- [TASKS TO PERFORM]:
**A.** Write out the stretch of the post on faster tar compression from "In unix systems, tar" through "(must accept -d)", word for word.
**B.** For the post on faster tar compression, decide whether each statement agrees with it, and back each yes or no with the exact words that settle it: (i) The test machine's CPU had 4 cores. (ii) The author used pigz as the parallel tool for bz2. (iii) With multiple threads, xz compression ran 3.78 times faster.

In unix systems, tar is a widely used tool to package and compress files, tar always spends a lot of time on compression, because the programs it used don’t support multi-thread computing, but tar supports we use specified program to compress file(s), which means we can use the programs support multi-thread programming to compress files with higher speed!
From the manual:
-I, –use-compress-program PROG
filter through PROG (must accept -d)
3 Tools for parallel compression I will use today:
- gz: pigz
- bz2: pbzip2
- xz: pxz
Originally commands to tar with compression:
- gz: tar -czf tarball.tgz files
- bz2: tar -cjf tarball.tbz files
- xz: tar -cJf tarball.txz files
- gz: tar -I pigz -cf tarball.tgz files
- bz2: tar -I pbzip2 -cf tarball.tbz files
- xz: tar -I pxz -cf tarball.txz files
I am going to use linux kernel v3.18.6 as sample and threw the whole directory on ramdisk to compress them and compare the difference!
(PS: CPU is Intel(R) Xeon(R) CPU E3-1220 V2 @ 3.10GHz, 4 cores, 4 threads, 16GB ram)
. gzip bzip2 xz
Single-thread 17.466s 50.004s 3m54.735s
Multi-thread 4.623s 13.818s 1m10.181s
How faster ? 3.78x 3.62x 3.34x
Because I didn’t specify the parameter, just let them decide the default compress level, so the space they used may be a little bit different, but we still can add parameter(s) like this:
-9 to increase the compress level, the result will become 81020940 bytes but not 84479960 bytes, so we save more 3.3 mega bytes! (also spent 40 more secs)
Very useful for me!

- [MATERIAL PROVIDED]:
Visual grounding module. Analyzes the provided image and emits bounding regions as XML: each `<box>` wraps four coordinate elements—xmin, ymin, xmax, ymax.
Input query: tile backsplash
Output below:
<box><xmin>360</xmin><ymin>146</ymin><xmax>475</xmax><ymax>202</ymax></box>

- [SOLUTIONS TO THE PROBLEMS]:
**A.**
In unix systems, tar is a widely used tool to package and compress files, tar always spends a lot of time on compression, because the programs it used don’t support multi-thread computing, but tar supports we use specified program to compress file(s), which means we can use the programs support multi-thread programming to compress files with higher speed!
From the manual:
-I, –use-compress-program PROG
filter through PROG (must accept -d)

**B.**
(i) Yes: "4 cores, 4 threads"
(ii) No: "bz2: pbzip2"
(iii) No: "How faster ? 3.78x 3.62x 3.34x"